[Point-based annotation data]

+++

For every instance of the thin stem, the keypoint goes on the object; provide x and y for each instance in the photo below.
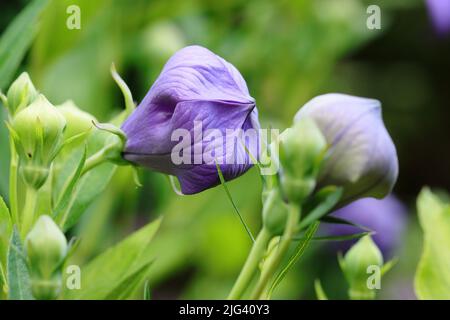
(251, 265)
(274, 260)
(13, 169)
(29, 210)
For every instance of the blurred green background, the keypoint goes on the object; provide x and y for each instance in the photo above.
(289, 52)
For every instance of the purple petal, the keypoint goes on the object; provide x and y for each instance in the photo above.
(195, 86)
(387, 217)
(362, 156)
(439, 11)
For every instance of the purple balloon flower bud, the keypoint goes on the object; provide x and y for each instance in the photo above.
(199, 93)
(439, 11)
(362, 157)
(387, 217)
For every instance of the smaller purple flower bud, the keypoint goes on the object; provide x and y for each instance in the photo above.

+++

Written task: The pictures should not be reproduced; quote all of the other material exactly.

Answer to this problem:
For every instance of the thin stem, the keypoint goes on the object; provide x and y for each instance in the photo below.
(251, 265)
(274, 260)
(13, 169)
(29, 210)
For every instance of the blurred green background, the keypoint goes on the object; provide x and y for each instance in the photo above.
(289, 52)
For every instance of the purple petal, the keypoint goes on the object; provide x and y for each instance in the photo above.
(195, 86)
(387, 217)
(362, 156)
(439, 11)
For every instance of the purple balloon flower bud, the keypoint goes on the object; provide x and y for each instance in the photo above.
(199, 93)
(439, 11)
(362, 157)
(387, 217)
For every instance of the smaller purple flower bud, the keypoint goes on the object; provide x and y for each instance in the photo above.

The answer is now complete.